Selected text>
Pan Seared Cod with Sundried Tomatoes and Asparagus over Risotto

Servings:
Pan Seared Cod with Sundried Tomatoes and Asparagus over Risotto 3.56/5 (9 votes)

Some of my favorite recipes are those that start out as a restaurant hacks. This one is my version of a seared halibut dish served at a great spot in our neighborhood. It's super simple and most all the flavors come directly from a few ingredients.

Seared Cod with Sundried Tomatoes and Asparagus

SERVINGS : 4 PEOPLE PREP TIME : MINUTES

INGREDIENTS

  • 1 1/2 pound cod fillets
  • 1 teaspoon cajun seasoning
  • 2 tablespoons olive oil
  • 8 ounces mushrooms, sliced
  • 1 pound asparagus, trimmed and cut into 2
  • 1/4 cup sundried tomatoes, drained and chopped
  • 1/4 cup dry white wine
  • kosher salt and pepper, to taste

DIRECTIONS

  1. Season cod with Cajun seasoning or seasoned salt.
  2. Heat olive oil in a heavy skillet. Add mushrooms, asparagus, and sundried tomatoes.
  3. Cook until mushrooms are tender and asparagus is bright green and crisp tender.
  4. Transfer to a plate and tent to keep warm.

Description of the task> Which restaurant dish does the seared cod recipe say it is a version of?

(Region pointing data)
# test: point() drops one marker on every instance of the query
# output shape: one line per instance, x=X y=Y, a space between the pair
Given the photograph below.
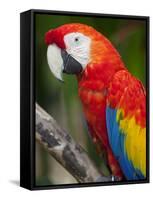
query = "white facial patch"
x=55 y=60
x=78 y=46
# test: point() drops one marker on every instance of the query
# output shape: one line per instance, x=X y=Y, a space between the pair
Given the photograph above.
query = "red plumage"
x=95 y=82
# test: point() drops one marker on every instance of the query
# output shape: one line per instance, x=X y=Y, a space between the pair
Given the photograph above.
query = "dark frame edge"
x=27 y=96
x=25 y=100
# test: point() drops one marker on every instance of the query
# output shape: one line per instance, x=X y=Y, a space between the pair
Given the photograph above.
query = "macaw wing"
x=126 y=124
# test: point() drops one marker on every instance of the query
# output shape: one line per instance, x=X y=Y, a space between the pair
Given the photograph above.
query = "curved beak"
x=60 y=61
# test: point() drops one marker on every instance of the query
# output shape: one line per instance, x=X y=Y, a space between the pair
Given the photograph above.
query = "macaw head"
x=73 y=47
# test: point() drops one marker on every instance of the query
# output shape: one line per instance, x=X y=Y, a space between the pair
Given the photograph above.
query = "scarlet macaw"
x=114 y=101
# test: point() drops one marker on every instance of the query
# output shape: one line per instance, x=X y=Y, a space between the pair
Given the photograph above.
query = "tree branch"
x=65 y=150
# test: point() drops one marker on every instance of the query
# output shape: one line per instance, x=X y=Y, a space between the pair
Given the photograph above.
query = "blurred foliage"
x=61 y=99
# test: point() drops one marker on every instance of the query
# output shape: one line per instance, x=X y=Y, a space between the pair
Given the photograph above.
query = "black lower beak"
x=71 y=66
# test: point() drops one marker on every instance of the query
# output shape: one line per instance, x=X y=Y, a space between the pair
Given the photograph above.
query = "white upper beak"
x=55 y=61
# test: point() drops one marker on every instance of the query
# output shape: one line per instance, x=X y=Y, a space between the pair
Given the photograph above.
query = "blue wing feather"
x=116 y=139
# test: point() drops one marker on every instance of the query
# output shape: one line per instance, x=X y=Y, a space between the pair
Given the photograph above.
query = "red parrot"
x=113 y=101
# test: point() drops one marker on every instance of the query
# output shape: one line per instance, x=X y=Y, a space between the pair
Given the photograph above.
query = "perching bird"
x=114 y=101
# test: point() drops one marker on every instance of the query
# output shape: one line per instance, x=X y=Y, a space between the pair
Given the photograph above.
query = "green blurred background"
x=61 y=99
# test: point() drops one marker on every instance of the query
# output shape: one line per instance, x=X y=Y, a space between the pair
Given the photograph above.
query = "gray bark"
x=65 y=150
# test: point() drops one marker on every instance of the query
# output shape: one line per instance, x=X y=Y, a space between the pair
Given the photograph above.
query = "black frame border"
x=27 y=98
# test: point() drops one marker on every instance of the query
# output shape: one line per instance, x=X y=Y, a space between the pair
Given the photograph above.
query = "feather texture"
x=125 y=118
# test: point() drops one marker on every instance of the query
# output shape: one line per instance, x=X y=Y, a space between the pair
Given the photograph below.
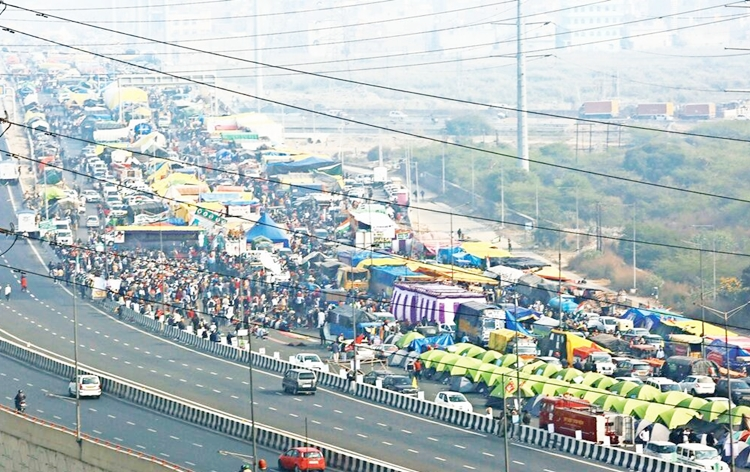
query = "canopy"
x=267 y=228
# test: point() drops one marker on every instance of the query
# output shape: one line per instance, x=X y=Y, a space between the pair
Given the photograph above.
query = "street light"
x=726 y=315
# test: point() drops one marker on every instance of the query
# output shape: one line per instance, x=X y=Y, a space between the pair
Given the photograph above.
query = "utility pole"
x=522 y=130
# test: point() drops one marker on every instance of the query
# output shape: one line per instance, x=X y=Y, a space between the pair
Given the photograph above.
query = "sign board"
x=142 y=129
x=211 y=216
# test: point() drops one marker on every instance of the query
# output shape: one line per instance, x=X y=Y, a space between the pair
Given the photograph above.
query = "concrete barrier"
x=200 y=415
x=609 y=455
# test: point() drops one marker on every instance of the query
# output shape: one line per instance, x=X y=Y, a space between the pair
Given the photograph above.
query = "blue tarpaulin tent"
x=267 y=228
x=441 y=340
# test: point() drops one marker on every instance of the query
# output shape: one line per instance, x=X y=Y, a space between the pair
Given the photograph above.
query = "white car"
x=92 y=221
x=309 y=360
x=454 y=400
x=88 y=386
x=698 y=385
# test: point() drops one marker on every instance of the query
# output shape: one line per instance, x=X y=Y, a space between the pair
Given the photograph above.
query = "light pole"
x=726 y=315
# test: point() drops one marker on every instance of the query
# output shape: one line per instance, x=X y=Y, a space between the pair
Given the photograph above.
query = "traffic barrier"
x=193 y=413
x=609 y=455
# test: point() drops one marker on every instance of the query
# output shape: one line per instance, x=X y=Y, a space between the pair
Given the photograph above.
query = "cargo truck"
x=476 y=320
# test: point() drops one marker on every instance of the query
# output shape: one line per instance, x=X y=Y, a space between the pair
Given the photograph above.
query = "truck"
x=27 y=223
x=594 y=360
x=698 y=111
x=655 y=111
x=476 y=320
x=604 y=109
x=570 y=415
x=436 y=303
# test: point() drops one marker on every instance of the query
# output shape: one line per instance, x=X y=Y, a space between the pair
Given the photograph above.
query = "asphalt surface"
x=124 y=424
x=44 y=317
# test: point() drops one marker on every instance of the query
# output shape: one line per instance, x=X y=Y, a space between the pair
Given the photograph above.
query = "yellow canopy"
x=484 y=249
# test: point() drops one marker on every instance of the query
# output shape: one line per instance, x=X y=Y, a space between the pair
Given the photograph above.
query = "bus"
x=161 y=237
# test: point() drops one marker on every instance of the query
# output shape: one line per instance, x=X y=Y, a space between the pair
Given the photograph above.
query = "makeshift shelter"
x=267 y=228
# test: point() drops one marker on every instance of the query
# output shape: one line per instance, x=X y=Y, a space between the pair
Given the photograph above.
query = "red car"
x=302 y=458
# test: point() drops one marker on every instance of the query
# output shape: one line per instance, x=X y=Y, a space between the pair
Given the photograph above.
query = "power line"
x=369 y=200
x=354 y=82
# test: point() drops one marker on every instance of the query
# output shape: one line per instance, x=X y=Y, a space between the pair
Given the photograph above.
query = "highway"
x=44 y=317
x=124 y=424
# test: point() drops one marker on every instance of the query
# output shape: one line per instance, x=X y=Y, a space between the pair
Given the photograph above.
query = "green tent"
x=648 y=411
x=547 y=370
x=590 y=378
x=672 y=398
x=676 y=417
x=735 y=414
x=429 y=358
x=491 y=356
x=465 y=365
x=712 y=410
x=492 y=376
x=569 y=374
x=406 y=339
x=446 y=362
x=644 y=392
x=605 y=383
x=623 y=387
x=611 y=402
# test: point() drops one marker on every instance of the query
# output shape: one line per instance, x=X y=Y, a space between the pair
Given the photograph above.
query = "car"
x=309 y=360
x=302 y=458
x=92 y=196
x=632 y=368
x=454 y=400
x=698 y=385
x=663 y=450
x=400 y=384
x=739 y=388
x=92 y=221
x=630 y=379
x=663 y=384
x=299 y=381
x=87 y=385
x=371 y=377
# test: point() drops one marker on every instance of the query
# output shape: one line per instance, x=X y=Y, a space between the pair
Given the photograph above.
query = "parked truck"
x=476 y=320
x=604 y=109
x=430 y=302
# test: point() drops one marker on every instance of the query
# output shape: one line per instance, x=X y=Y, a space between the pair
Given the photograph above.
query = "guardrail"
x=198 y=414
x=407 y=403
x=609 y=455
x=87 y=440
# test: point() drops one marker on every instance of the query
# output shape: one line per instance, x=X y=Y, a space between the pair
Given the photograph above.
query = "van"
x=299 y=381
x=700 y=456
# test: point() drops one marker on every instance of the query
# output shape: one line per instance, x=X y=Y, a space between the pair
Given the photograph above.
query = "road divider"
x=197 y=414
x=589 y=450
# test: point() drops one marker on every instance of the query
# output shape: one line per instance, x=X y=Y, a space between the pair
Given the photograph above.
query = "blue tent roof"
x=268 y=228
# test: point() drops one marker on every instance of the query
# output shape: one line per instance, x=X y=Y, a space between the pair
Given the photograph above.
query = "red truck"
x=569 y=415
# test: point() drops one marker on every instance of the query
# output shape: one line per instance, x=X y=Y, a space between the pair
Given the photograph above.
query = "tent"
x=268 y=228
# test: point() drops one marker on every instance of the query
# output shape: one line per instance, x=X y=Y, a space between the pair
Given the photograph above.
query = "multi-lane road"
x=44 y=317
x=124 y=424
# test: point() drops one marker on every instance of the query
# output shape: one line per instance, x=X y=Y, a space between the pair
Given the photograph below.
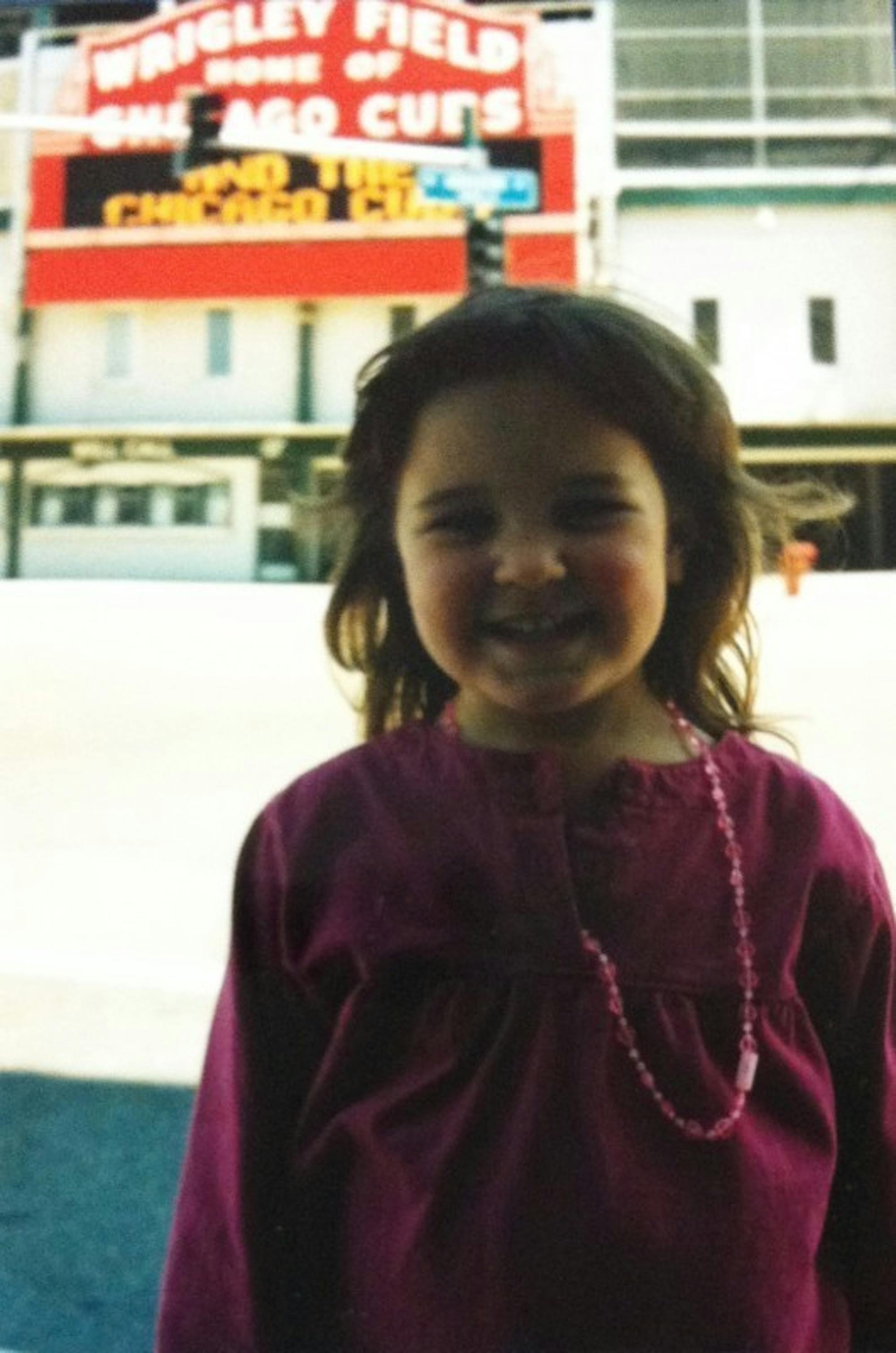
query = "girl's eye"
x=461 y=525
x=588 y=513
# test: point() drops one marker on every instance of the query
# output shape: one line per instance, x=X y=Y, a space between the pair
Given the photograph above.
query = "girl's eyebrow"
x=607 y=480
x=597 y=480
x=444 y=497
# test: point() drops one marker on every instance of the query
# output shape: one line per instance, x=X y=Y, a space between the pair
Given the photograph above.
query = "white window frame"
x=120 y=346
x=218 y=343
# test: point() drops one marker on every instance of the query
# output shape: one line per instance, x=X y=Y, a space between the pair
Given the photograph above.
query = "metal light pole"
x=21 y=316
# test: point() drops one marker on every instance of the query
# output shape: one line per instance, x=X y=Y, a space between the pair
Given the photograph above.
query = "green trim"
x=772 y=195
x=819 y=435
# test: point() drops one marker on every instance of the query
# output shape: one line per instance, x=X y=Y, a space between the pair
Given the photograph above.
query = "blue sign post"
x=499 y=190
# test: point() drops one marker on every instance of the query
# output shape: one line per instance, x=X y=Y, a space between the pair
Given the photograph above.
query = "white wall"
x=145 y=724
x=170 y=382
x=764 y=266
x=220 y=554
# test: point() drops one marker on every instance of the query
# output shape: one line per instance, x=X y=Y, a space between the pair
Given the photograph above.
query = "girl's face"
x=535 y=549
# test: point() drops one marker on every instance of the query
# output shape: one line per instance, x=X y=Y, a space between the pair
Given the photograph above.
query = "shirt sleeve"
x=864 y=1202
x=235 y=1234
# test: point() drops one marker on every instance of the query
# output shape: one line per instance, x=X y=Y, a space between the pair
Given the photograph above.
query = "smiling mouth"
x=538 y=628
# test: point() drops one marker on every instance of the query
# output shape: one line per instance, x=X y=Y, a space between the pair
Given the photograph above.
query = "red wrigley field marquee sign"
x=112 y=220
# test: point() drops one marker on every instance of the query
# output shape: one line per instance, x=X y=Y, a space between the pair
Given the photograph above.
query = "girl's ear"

Solution for this exercise> A seared halibut dish served at a restaurant in the neighborhood.